Fragmento del documento =
####################

25/5/13

Pasteur, ese gran embaucador, por Pablo Salinas

Será porque me eduqué en colegio francés -el que, además, todavía se ubica en una calle de Santiago de Chile que lleva su nombre- que el asunto me golpea con particular intensidad, diría, cercanía: me sorprende la fama de la que todavía hoy sigue gozando Pasteur. Aquel químico orgulloso y arrogantillo, que como fiel adepto a la reacción conservadora que encabezara Napoleón III gozó del apoyo y los mimos de la oficialidad para desarrollar sus investigaciones. Cada vez que se vio enfrentado a científicos de real estatura, su escaso talento quedó siempre en franca evidencia.

Frente al mismo Antoine Béchamp -al que la historia oficial todavía hoy insiste en confinar a un segundo plano-, los registros médicos de la época estampan una de sus más vergonzosas derrotas: cuando los empresarios franceses entraron en pánico por las pérdidas cuantiosas que les estaba reportando al negocio de la seda un mal que atacaba a los gusanos productores, la pebrina, mandaron llamar a los más destacados especialistas para investigar y erradicar la plaga. A los pocos meses de estudio, Béchamp acertaba distinguiendo el origen parasitario del mal; Pasteur, por su parte, se encargaba de escribirle a sus patrones calificando de locos a todos aquellos que, como su más brillante colega, sostenían tal tesis. Recién en 1868, tras dos largos años de quiebres de cabeza, Pasteur entiende que está equivocado, tras los denonados esfuerzos de su espabilado ayudante Gernez por abrirle los ojos. Pero nunca reconocerá la anterioridad de los hallazgos de Béchamp; por el contrario, el muy miserable se encargará de dirigir misivas en direcciones estratégicas (a la Academia de Ciencias, al Ministerio de Agricultura) anunciando que él fue el primero en descubrir el origen parasitario de la pebrina.

Se le cuelga también la medalla como el creador de la vacuna antirrábica, en circunstancia que ésta la creó un tal Henri Toussaint, olvidado profesor de la Escuela Veterinaria de Toulouse. En rigor, Pasteur sí creó su propia vacuna contra la rabia, la cual resultó ser una verdadera pócima asesina, tanto que hasta sus propios colaboradores rehusaron emplearla en los primeros ensayos, optando por la elaborada por Toussaint. Se repite también que la vida de un muchacho mordido por un perro con rabia, un tal Joseph Meister, habría sido salvada por la oportuna intervención del chambón de Pasteur. Lo que poco se menciona es que ese mismo perro mordió a otros niños en el pueblo y ninguno de ellos presentó signos de la enfermedad, y que un animal con rabia transmite la enfermedad en no más de un 5 a un 15% de los casos.

####################

Conjunto de datos =
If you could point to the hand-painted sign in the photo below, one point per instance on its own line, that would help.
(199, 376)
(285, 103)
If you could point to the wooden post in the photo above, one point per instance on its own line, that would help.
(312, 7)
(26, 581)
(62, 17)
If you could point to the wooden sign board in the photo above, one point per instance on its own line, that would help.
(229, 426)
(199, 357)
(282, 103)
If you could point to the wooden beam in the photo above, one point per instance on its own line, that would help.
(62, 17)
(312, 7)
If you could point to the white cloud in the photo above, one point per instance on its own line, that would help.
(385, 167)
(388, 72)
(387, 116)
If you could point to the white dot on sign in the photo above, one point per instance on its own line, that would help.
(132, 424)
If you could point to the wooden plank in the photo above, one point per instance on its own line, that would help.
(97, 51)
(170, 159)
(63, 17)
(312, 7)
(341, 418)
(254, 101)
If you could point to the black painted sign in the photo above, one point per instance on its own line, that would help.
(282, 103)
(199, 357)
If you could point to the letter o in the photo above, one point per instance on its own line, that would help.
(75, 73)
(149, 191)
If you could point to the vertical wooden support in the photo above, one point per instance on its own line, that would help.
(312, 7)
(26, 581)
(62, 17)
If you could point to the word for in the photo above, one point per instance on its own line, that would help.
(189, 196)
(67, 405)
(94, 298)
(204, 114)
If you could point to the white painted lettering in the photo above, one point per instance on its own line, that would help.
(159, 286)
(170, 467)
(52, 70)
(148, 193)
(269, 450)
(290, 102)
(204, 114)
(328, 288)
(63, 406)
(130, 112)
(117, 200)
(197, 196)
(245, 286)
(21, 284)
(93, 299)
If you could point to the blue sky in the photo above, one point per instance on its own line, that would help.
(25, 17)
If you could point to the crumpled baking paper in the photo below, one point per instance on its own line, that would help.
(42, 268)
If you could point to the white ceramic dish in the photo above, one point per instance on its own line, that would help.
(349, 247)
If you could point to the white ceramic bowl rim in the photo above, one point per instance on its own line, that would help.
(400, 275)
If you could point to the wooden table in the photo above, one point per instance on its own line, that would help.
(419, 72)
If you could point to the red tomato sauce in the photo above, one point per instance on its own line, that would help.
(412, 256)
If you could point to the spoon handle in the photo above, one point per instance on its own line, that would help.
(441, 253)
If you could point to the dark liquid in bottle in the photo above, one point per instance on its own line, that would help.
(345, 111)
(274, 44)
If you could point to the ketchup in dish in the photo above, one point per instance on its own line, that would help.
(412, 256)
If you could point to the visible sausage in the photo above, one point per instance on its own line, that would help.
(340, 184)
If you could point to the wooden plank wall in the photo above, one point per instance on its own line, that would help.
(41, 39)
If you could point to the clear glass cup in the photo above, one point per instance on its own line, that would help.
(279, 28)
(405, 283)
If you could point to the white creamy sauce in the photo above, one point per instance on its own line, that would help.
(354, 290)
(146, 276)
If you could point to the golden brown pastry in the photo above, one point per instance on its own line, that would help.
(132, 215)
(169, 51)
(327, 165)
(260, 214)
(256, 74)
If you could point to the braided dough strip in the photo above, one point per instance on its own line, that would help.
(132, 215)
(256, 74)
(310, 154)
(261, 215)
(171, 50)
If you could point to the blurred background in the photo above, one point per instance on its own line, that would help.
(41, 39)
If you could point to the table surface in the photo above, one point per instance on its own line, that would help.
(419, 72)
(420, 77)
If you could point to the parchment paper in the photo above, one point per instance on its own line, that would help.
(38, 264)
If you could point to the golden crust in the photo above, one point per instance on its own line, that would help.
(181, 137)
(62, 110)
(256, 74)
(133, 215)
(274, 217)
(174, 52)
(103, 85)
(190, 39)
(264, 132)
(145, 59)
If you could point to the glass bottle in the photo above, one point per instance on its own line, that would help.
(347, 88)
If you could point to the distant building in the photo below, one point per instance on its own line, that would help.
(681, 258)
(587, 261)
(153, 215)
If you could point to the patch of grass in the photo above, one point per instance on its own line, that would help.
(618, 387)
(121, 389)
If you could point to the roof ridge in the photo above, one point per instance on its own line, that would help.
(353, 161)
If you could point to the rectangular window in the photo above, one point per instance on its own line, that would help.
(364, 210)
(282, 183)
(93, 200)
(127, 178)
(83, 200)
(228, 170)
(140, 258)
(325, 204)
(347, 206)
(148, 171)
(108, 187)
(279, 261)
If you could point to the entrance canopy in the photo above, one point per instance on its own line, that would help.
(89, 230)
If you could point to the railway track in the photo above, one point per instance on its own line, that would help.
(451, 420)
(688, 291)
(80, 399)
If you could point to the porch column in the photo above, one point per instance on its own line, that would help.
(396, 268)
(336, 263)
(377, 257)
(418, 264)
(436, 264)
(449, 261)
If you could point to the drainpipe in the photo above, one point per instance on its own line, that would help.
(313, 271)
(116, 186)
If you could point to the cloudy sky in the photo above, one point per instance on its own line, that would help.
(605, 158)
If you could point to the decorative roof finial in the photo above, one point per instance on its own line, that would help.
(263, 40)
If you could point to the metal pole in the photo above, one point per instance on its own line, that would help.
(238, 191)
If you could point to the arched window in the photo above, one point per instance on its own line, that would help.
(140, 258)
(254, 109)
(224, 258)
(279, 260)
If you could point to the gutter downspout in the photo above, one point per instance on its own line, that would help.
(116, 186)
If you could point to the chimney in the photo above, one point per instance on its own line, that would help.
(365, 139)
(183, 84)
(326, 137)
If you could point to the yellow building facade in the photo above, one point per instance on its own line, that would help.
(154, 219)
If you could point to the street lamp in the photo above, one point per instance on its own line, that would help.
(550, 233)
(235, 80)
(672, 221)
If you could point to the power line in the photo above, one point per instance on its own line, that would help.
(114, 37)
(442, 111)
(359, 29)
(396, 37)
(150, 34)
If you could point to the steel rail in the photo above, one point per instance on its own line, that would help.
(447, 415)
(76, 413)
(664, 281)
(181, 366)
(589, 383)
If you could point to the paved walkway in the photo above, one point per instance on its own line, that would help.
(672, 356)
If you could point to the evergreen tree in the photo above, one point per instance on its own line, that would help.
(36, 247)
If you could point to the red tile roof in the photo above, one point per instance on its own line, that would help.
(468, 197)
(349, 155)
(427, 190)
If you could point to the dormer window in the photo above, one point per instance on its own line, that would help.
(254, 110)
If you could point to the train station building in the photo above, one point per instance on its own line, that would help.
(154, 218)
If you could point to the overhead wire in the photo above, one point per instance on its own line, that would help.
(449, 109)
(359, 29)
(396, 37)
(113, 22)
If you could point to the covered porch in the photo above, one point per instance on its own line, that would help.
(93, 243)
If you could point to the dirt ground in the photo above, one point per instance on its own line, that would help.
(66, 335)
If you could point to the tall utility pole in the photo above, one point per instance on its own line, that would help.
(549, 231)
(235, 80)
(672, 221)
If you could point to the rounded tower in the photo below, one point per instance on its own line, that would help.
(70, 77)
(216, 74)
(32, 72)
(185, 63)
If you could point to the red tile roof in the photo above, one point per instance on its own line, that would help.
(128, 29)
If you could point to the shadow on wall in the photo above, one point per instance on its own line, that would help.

####################

Consigna = Transcribe sin cambios el fragmento del texto sobre Pasteur que comienza con las palabras que contienen "Se le cuelga" y termina en "de los casos.". Trabaja solo con el texto sobre Pasteur, sin recurrir al material.

Tarea resuelta =
Se le cuelga también la medalla como el creador de la vacuna antirrábica, en circunstancia que ésta la creó un tal Henri Toussaint, olvidado profesor de la Escuela Veterinaria de Toulouse. En rigor, Pasteur sí creó su propia vacuna contra la rabia, la cual resultó ser una verdadera pócima asesina, tanto que hasta sus propios colaboradores rehusaron emplearla en los primeros ensayos, optando por la elaborada por Toussaint. Se repite también que la vida de un muchacho mordido por un perro con rabia, un tal Joseph Meister, habría sido salvada por la oportuna intervención del chambón de Pasteur. Lo que poco se menciona es que ese mismo perro mordió a otros niños en el pueblo y ninguno de ellos presentó signos de la enfermedad, y que un animal con rabia transmite la enfermedad en no más de un 5 a un 15% de los casos.